== Auszug zum Lesen

Verfahrensgang

LG Frankfurt am Main (Zwischenurteil vom 10.10.1996; Aktenzeichen 2/20 O 289/92)

 

Tenor

Die Berufung der Beklagten gegen das am 10.10.1996 verkündete Zwischenurteil der 20. Zivilkammer des Landgerichts Frankfurt am Main wird zurückgewiesen.

Die Beklagte hat die Kosten des Berufungsverfahrens zu tragen.

Das Urteil ist vorläufig vollstreckbar.

Die Beklagte darf die Zwangsvollstreckung durch Sicherheitsleistung von 700.000,– DM abwenden, wenn nicht die Kläger vor der Vollstreckung Sicherheit in gleicher Höhe leisten.

Der Wert der Beschwer beträgt 39.339.000,89 DM.

 

Tatbestand

Die Parteien streiten über die internationale Zuständigkeit des angerufenen Gerichts für Ansprüche, die die Kläger als Gesamtgläubiger aus einem Bauvertrag gegen die Beklagte geltend machen.

Die Kläger, 5 Kapitalgesellschaften mit Sitz in … schlossen sich zu einer Gesellschaft bürgerlichen Rechts unter dem Namen … zusammen, deren Vertretung nach außen die Klägerin zu 1) übernahm. Am 25.1.1981 vereinbarten die Kläger mit der Beklagten den Bau eines zivilen Staudammes in … zum Preis von rund 3 Milliarden DM. Der Staudamm sollte der Bewässerung, dem Hochwasserschutz und der Energieversorgung dienen.

Das Vertragswerk umfaßt allgemeine und spezielle Bedingungen. In Teil I (allgemeine Bedingungen) heißt es in der Klausel 72 (Bl. 193 d.A.): „Der Vertrag und dessen Auslegung unterliegt den im … anwendbaren Gesetzen, Bestimmungen und Verordnungen. Die … Gerichte sind ausschließlich für die richterliche Entscheidung bezüglich aller im Zusammenhang mit dem Vertrag entstehenden Prozesse und Gerichtsverfahren zuständig”.

====
== Gespeicherte Datensätze

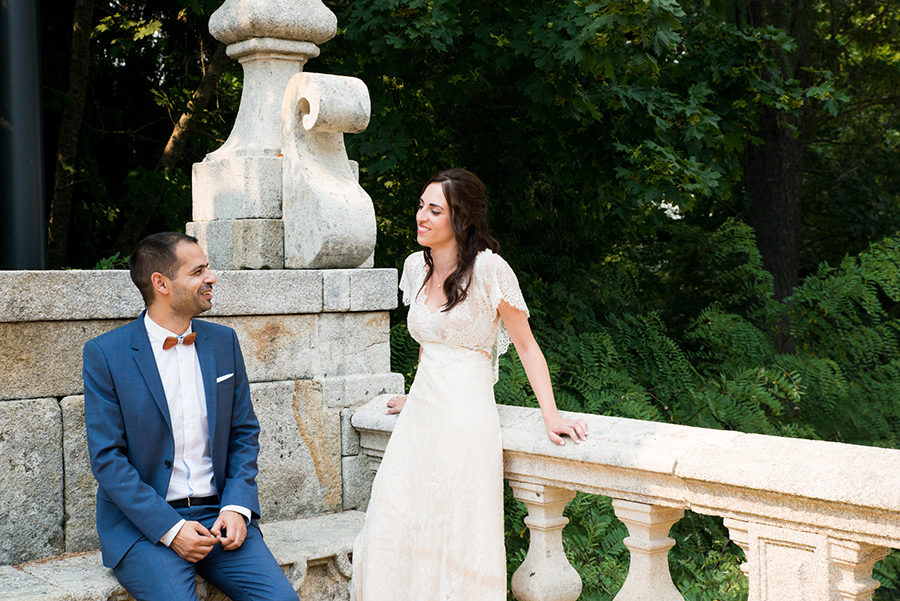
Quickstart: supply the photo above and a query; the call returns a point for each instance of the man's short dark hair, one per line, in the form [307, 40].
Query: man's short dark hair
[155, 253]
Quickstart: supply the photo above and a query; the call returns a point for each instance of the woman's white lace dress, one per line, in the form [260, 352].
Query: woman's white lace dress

====

**Zu erledigende Aufgaben**
A – Geben Sie den Urteilsauszug zum Staudammbau zwischen "Die Kläger, 5" und "der Energieversorgung dienen." einschließlich erneut wieder und tauschen Sie dabei "Bewässerung" gegen "Trinkwasserversorgung" aus.
B – Führen Sie den Urteilsauszug zum Staudammbau im Anschluss an seinen letzten Satz weiter.

**Antworten nach Aufgabe**
A –
Die Kläger, 5 Kapitalgesellschaften mit Sitz in … schlossen sich zu einer Gesellschaft bürgerlichen Rechts unter dem Namen … zusammen, deren Vertretung nach außen die Klägerin zu 1) übernahm. Am 25.1.1981 vereinbarten die Kläger mit der Beklagten den Bau eines zivilen Staudammes in … zum Preis von rund 3 Milliarden DM. Der Staudamm sollte der Trinkwasserversorgung, dem Hochwasserschutz und der Energieversorgung dienen.

B –
Nach der Klausel 62.1.3 Appendix 1 zu Teil II (spezielle Bedingungen Bl. 28–33 d.A.) ist der Teil des Werklohns, den die Beklagte in Deutscher Mark zu leisten hat, auf ein deutsches Konto der Kläger in … zu überweisen. In … werden die Bücher von … zur Kontrolle der Zahlungseingänge geführt.

Nach der Klausel Nr. 69 der allgemeinen Bedingungen (Bl. 190–192 d.A.) und der Klausel 69 Appendix 1 zu Teil II (spezielle Bedingungen, Bl. 194–195 d.A.) sind sämtliche Streitigkeiten oder Meinungsverschiedenheiten, die zwischen dem Auftraggeber und dem Auftragnehmer aus oder im Zusammenhang mit dem Vertrag oder der Durchführung der Arbeiten entstehen, an „den Ingenieur” zu verweisen, der innerhalb einer Frist von 90 Tagen nach entsprechender Aufforderung durch eine der Parteien seine Entscheidung mitzuteilen hat. Nach näher bestimmten Voraussetzungen kann die Angelegenheit sodann an einen Schiedsausschuß verwiesen werden, dessen Verfahren der Vergleichs- und Schiedsordnung der internationalen Handelskammer von Paris unterliegt.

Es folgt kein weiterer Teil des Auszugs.